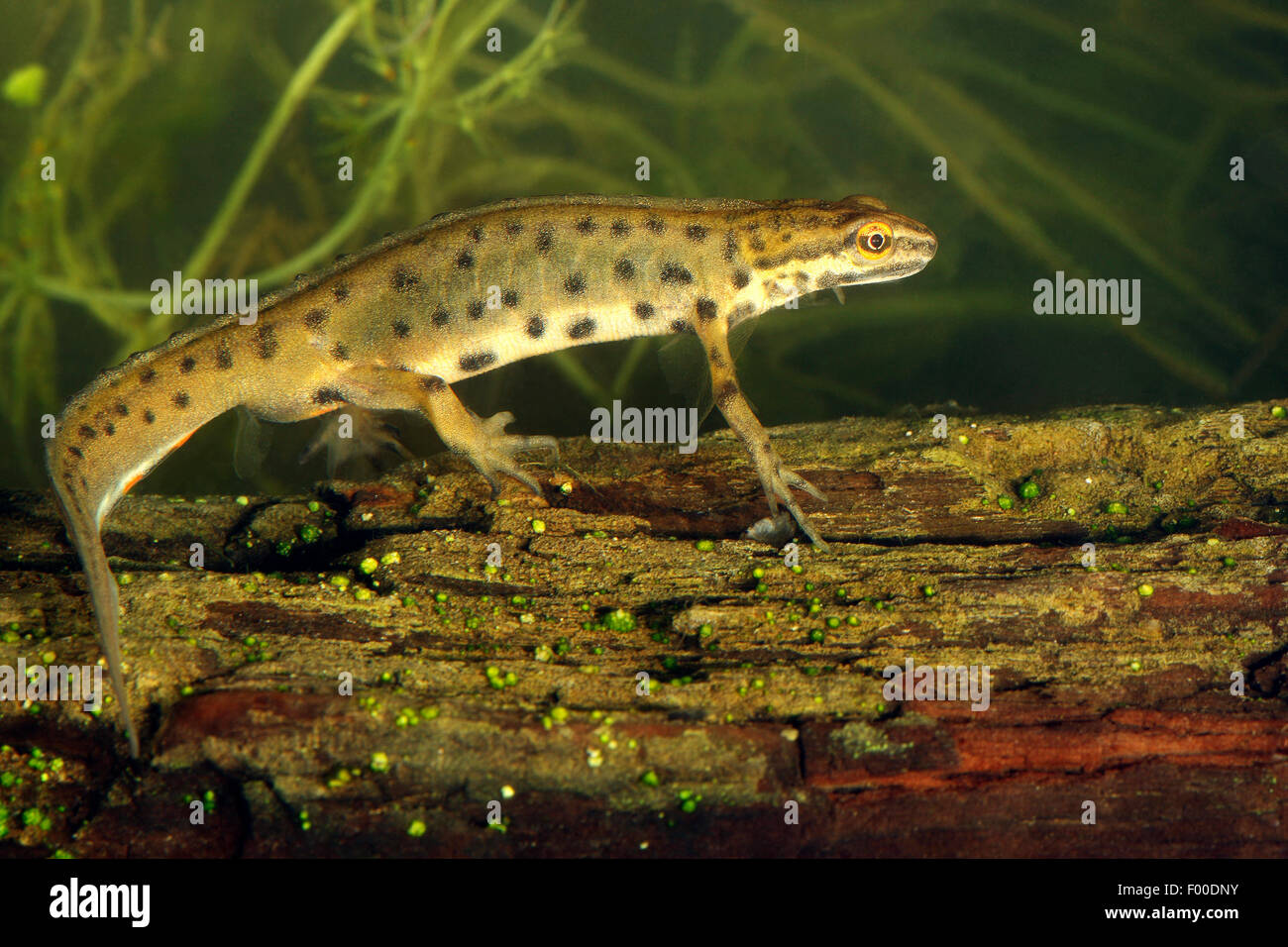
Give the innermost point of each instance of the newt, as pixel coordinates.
(393, 326)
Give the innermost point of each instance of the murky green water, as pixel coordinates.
(1113, 163)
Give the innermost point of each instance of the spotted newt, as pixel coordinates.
(393, 326)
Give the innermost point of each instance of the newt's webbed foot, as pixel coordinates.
(492, 451)
(355, 433)
(778, 482)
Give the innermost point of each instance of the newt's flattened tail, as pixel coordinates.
(82, 531)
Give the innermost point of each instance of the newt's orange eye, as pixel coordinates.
(875, 240)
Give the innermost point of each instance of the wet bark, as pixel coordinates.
(519, 689)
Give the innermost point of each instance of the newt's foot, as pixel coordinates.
(366, 436)
(492, 451)
(778, 482)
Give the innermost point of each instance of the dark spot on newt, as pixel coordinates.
(266, 342)
(404, 279)
(730, 250)
(477, 360)
(581, 329)
(674, 272)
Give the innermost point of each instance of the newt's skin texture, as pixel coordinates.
(394, 326)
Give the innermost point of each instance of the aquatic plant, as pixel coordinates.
(1111, 163)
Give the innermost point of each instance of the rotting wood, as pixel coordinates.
(1109, 684)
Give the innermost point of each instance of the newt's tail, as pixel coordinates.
(82, 531)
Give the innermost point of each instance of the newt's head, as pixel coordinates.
(812, 245)
(883, 245)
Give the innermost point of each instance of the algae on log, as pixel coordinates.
(763, 728)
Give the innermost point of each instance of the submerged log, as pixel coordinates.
(632, 677)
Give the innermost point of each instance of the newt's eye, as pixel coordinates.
(875, 240)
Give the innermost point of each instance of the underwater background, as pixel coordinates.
(1107, 163)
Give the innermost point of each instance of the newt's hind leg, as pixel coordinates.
(482, 441)
(776, 478)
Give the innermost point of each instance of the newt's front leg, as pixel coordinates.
(776, 478)
(482, 441)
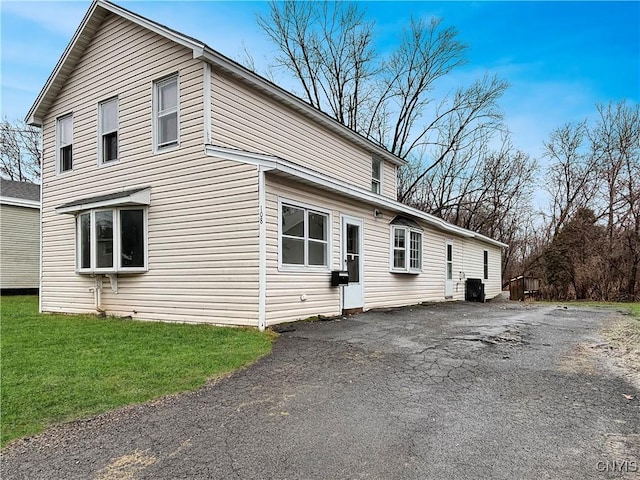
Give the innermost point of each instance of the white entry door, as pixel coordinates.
(352, 261)
(448, 282)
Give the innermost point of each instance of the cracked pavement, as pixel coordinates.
(456, 390)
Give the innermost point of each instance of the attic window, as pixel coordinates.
(376, 175)
(65, 143)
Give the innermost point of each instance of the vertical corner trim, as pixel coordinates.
(262, 249)
(206, 100)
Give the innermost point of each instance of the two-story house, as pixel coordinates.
(180, 186)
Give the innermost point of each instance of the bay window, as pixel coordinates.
(112, 240)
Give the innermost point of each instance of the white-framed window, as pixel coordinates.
(376, 175)
(406, 249)
(166, 121)
(108, 131)
(64, 143)
(304, 235)
(112, 240)
(486, 265)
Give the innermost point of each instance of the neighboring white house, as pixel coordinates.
(19, 237)
(180, 186)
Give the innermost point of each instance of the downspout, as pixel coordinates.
(41, 218)
(97, 294)
(262, 252)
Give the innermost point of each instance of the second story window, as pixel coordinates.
(65, 143)
(486, 265)
(376, 175)
(165, 111)
(108, 126)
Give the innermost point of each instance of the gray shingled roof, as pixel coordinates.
(22, 190)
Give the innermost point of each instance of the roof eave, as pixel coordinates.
(278, 165)
(274, 91)
(96, 13)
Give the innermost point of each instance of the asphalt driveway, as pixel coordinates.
(443, 391)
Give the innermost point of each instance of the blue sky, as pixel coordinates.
(559, 57)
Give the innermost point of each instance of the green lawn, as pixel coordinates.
(56, 368)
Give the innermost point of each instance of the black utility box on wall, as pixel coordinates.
(474, 290)
(339, 277)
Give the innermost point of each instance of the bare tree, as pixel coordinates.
(20, 151)
(328, 48)
(571, 179)
(593, 228)
(615, 147)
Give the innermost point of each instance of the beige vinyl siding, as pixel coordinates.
(382, 288)
(246, 119)
(389, 180)
(203, 216)
(19, 247)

☆ ☆ ☆

● TASK TO COMPLETE
Pictures are to be dropped, and every record is to be copied exactly.

● RESULT BELOW
Give the innermost point of each instance of the newt, as pixel coordinates.
(393, 326)
Give the innermost point of each instance of the murky green water, as pixel coordinates.
(1113, 163)
Give the innermost point of each instance of the spotted newt, as pixel coordinates.
(393, 326)
Give the innermost point of each instance of the newt's webbed foot, as pixel coordinates.
(492, 451)
(355, 433)
(778, 482)
Give the innermost point of each instance of the newt's flattened tail, as pixel coordinates.
(82, 531)
Give the innermost point of each instance of the newt's orange eye, as pixel coordinates.
(875, 240)
Give the innermost point of each instance of the wet bark, as pixel coordinates.
(519, 689)
Give the innermost point of each instance of the newt's foot, as pixel coordinates.
(366, 436)
(492, 451)
(778, 482)
Give the innermost point of each instance of the dark spot on newt, as pixel coordinates.
(266, 342)
(404, 279)
(730, 250)
(477, 360)
(581, 329)
(674, 272)
Give the innermost point of each instance of the newt's skin texture, as pixel coordinates.
(394, 326)
Give the innermost point of each instance of the aquatic plant, as pixel coordinates.
(1111, 163)
Give the innermost point of each instance of the rotting wood, as pixel coordinates.
(1109, 684)
Give the innermost point of each instance of the newt's tail, as pixel coordinates.
(82, 531)
Give the innermost point of each instance of the newt's head, as pixel coordinates.
(812, 245)
(883, 245)
Give the innermost point of each instance of the algae on log, as pixel coordinates.
(763, 728)
Give the innermost point of each instance of the submerged log, as pixel coordinates.
(632, 677)
Give the innermost point of each instance of the newt's eye, as pixel coordinates.
(875, 240)
Give the innermost point of each instance of the underwater background, as pixel coordinates.
(1107, 163)
Give the innermost point of each instance of the newt's hind leg, as pixel coordinates.
(482, 441)
(776, 478)
Give the innermost point of each instance of the newt's front leg, as pixel coordinates.
(776, 478)
(482, 441)
Give the innermost point of each instance of the white entry door, as pixel coordinates.
(352, 261)
(448, 282)
Give the innermost point of each instance of the cracked pavement, as pixel coordinates.
(456, 390)
Give the innermost point of each instance of the attic window, as pixel coordinates.
(376, 175)
(65, 143)
Give the innermost point of each instance of the vertical corner trim, as pixel coordinates.
(262, 249)
(206, 100)
Give the innermost point of each instance of the two-story house, as pixel coordinates.
(180, 186)
Give the innermost point of each instance of the bay window, as pixel coordinates.
(112, 240)
Give the innermost point of each instance of the white-framed window, as pixel coordinates.
(376, 175)
(406, 249)
(166, 121)
(108, 131)
(64, 143)
(304, 235)
(112, 240)
(486, 265)
Give the innermost point of each instance of the neighboring white house, as pixel coordinates.
(19, 237)
(180, 186)
Give the innermost point of each instance of the downspout, as pixel coordinates.
(41, 218)
(97, 294)
(262, 252)
Give the innermost point of each instance of the second story window, as pixel coordinates.
(65, 143)
(486, 265)
(376, 175)
(165, 111)
(108, 126)
Give the innermost point of each instance of the gray shingled roof, as pixel coordinates.
(22, 190)
Give the innermost point of each instance of the roof eave, as pixel coordinates.
(278, 165)
(274, 91)
(96, 13)
Give the innermost point of each instance of the asphalt driveway, as pixel coordinates.
(443, 391)
Give the innermost point of each instance of the blue sky, as pixel coordinates.
(559, 57)
Give the innermost point of each instance of the green lawn, as pixel coordinates.
(56, 368)
Give the innermost point of each instance of the black utility box on wall, as pixel coordinates.
(474, 290)
(339, 277)
Give the innermost point of each instance of the bare tree, as pixel coordinates.
(20, 151)
(328, 48)
(571, 179)
(593, 228)
(615, 147)
Give the innermost point of each instance of the beige vinyl siding, as pixel coordinates.
(382, 288)
(246, 119)
(389, 180)
(203, 216)
(19, 247)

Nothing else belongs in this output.